#### REQUIRED WORK:
Find the line that contains "Could you please outline every instance of the wooden" in the entries below. Output it and each later line exactly, and nothing else.

[Dataset records]
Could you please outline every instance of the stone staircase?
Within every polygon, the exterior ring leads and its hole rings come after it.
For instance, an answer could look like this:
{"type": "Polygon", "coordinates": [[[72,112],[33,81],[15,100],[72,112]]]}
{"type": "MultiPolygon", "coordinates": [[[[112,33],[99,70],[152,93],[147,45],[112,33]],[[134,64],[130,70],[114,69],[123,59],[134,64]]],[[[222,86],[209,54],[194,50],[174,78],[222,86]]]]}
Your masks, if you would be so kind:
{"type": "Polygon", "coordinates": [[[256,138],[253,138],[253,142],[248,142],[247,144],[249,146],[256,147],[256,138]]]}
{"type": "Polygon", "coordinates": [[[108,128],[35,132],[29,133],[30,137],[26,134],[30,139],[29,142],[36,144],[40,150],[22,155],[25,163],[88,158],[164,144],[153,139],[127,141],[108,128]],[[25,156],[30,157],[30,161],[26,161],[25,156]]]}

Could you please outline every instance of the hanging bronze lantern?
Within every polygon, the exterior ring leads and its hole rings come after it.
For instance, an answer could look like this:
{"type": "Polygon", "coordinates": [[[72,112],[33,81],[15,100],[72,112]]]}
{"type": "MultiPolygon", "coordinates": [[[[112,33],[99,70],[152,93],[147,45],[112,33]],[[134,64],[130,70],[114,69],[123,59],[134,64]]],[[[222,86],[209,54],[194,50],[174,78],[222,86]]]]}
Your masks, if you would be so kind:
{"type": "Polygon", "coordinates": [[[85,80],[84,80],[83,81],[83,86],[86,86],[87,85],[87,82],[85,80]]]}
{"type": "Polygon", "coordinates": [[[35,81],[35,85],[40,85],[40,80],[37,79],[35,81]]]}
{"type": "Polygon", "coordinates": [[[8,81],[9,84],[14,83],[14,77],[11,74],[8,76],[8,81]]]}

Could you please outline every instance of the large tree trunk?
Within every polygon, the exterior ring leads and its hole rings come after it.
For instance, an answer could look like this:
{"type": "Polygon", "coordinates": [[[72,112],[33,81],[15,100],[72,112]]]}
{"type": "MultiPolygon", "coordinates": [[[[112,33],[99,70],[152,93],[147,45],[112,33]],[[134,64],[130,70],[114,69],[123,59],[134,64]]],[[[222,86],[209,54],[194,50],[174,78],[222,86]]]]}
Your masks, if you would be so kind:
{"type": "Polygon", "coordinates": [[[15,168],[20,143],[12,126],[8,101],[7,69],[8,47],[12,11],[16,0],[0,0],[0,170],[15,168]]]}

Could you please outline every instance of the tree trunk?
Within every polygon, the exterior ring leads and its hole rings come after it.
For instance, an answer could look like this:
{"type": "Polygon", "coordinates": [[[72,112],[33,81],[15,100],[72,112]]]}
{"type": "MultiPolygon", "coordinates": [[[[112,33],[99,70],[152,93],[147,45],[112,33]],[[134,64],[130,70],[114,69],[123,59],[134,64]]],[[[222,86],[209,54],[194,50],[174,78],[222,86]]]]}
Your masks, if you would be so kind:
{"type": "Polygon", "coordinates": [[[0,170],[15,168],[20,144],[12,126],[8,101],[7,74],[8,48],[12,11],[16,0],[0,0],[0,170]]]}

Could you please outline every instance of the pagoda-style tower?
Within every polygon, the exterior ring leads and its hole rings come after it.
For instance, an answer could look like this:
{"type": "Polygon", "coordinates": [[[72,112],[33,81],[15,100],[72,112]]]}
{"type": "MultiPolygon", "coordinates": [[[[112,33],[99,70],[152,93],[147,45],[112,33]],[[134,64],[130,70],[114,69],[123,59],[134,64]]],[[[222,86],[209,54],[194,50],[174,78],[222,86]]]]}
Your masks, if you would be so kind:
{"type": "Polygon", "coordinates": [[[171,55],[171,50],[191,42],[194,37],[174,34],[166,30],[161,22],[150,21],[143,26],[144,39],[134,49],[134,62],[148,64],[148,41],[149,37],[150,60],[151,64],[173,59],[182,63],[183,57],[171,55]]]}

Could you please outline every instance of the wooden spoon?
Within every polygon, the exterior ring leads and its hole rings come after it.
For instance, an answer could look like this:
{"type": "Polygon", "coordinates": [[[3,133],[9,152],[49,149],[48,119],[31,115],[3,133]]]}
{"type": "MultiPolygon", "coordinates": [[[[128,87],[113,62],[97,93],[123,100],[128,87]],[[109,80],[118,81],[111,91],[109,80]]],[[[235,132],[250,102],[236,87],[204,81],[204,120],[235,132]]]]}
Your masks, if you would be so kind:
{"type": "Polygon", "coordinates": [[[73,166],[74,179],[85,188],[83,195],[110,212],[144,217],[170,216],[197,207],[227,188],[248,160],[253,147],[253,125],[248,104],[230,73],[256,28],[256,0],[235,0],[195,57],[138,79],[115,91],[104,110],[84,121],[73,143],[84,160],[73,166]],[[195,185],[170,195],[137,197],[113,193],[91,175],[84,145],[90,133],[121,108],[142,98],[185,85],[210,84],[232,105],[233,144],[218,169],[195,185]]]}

#### THE ANSWER:
Could you please outline every instance of the wooden spoon?
Within every polygon, the exterior ring leads and its hole rings come after it.
For instance, an answer could look like this:
{"type": "Polygon", "coordinates": [[[3,133],[9,152],[49,149],[48,119],[31,115],[3,133]]]}
{"type": "MultiPolygon", "coordinates": [[[[128,87],[113,62],[97,93],[123,100],[128,87]],[[109,80],[118,81],[111,91],[109,80]]],[[[235,132],[250,102],[236,87],[204,81],[204,120],[235,132]]]]}
Your masks, if you would be so kind:
{"type": "Polygon", "coordinates": [[[73,166],[74,179],[85,188],[83,195],[110,212],[144,217],[170,216],[197,207],[227,188],[248,160],[253,147],[253,125],[248,104],[230,73],[256,28],[256,0],[235,0],[195,57],[138,79],[115,91],[104,110],[84,121],[73,143],[84,160],[73,166]],[[195,185],[170,195],[137,197],[113,193],[91,175],[84,145],[90,133],[121,108],[142,98],[185,85],[210,84],[232,105],[233,144],[218,169],[195,185]]]}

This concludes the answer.